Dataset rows
● ● ● ● ●

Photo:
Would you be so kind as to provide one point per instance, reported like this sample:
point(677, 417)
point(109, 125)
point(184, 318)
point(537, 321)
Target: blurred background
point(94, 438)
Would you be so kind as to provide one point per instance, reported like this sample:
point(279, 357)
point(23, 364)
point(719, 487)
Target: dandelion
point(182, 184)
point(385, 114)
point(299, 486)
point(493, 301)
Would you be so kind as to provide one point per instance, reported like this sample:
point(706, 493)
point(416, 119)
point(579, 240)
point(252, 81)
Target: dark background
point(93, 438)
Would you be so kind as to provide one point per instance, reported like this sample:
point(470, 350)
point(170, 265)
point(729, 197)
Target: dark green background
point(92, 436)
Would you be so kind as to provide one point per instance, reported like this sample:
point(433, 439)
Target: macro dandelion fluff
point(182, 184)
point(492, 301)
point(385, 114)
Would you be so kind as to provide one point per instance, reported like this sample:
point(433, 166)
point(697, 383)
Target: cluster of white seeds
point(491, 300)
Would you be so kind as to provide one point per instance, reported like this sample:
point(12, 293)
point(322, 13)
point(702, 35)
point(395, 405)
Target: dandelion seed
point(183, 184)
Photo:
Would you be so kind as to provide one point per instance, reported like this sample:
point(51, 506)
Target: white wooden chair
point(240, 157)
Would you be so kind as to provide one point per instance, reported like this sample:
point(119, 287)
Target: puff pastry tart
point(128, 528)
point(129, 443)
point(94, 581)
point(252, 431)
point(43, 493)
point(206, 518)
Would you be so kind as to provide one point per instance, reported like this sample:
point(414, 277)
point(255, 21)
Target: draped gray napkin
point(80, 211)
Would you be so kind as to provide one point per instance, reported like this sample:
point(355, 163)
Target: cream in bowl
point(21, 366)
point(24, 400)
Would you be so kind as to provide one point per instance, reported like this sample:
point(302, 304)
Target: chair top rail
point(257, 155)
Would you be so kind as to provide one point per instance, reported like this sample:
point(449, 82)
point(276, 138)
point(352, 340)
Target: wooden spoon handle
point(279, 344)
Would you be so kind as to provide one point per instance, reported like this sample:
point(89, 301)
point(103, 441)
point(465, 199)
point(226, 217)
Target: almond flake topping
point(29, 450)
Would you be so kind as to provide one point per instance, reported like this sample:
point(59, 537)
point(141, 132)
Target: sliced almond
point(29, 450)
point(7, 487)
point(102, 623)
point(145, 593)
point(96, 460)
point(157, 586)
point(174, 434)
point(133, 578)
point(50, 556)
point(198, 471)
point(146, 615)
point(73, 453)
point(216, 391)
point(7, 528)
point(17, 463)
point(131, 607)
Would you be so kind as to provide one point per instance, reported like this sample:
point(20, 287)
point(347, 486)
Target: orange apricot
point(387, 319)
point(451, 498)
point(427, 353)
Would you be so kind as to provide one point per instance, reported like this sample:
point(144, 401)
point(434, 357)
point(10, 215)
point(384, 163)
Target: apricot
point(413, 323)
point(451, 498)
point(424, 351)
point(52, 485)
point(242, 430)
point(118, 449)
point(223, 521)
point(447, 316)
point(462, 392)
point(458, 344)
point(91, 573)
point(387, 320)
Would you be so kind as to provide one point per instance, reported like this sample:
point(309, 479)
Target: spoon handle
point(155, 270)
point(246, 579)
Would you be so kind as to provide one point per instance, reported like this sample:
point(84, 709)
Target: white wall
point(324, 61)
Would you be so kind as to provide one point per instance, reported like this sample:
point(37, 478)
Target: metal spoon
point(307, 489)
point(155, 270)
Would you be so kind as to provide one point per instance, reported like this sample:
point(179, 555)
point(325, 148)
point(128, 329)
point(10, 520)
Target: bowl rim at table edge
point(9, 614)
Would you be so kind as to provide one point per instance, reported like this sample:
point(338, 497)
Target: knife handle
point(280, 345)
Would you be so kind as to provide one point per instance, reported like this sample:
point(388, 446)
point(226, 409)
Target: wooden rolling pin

● ● ● ● ●

SHORT TASK
Convert the data, from its first line through the line containing "point(206, 518)", both included, into a Markdown table with the columns "No." and "Line". Number each line in order and leave out any blank lines.

RESULT
| No. | Line |
|---|---|
| 1 | Photo: |
| 2 | Would you be so kind as to provide one point per instance, reported like this sample: |
| 3 | point(677, 417) |
| 4 | point(109, 125) |
| 5 | point(184, 318) |
| 6 | point(537, 321) |
| 7 | Target: blurred background |
| 8 | point(94, 438) |
| 9 | Would you be so kind as to provide one point per instance, reported like this sample: |
| 10 | point(279, 357) |
| 11 | point(23, 364) |
| 12 | point(719, 487) |
| 13 | Target: dandelion |
| 14 | point(182, 184) |
| 15 | point(385, 114) |
| 16 | point(299, 486) |
| 17 | point(493, 301) |
| 18 | Would you be so kind as to provide one point per instance, reported like this sample: |
| 19 | point(706, 493) |
| 20 | point(416, 119) |
| 21 | point(579, 240) |
| 22 | point(252, 81) |
| 23 | Target: dark background |
| 24 | point(93, 438) |
| 25 | Would you be so kind as to provide one point per instance, reported like this sample: |
| 26 | point(470, 350) |
| 27 | point(170, 265) |
| 28 | point(729, 197) |
| 29 | Target: dark green background |
| 30 | point(92, 436) |
| 31 | Would you be so kind as to provide one point per instance, reported like this sample: |
| 32 | point(433, 439) |
| 33 | Target: macro dandelion fluff |
| 34 | point(182, 184) |
| 35 | point(492, 301) |
| 36 | point(385, 114) |
| 37 | Would you be so kind as to provide one point per instance, reported like this sample: |
| 38 | point(433, 166) |
| 39 | point(697, 383) |
| 40 | Target: cluster of white seeds |
| 41 | point(491, 300) |
| 42 | Would you be so kind as to provide one point per instance, reported like this sample: |
| 43 | point(12, 293) |
| 44 | point(322, 13) |
| 45 | point(702, 35) |
| 46 | point(395, 405) |
| 47 | Target: dandelion seed |
| 48 | point(183, 184) |
| 49 | Photo: |
| 50 | Would you be so kind as to provide one point per instance, reported like this sample: |
| 51 | point(51, 506) |
| 52 | Target: white wooden chair |
| 53 | point(240, 157) |
| 54 | Would you be so kind as to provide one point per instance, reported like this sample: |
| 55 | point(119, 287) |
| 56 | Target: puff pastry tart |
| 57 | point(128, 528) |
| 58 | point(129, 443) |
| 59 | point(94, 581) |
| 60 | point(252, 431) |
| 61 | point(43, 493) |
| 62 | point(206, 518) |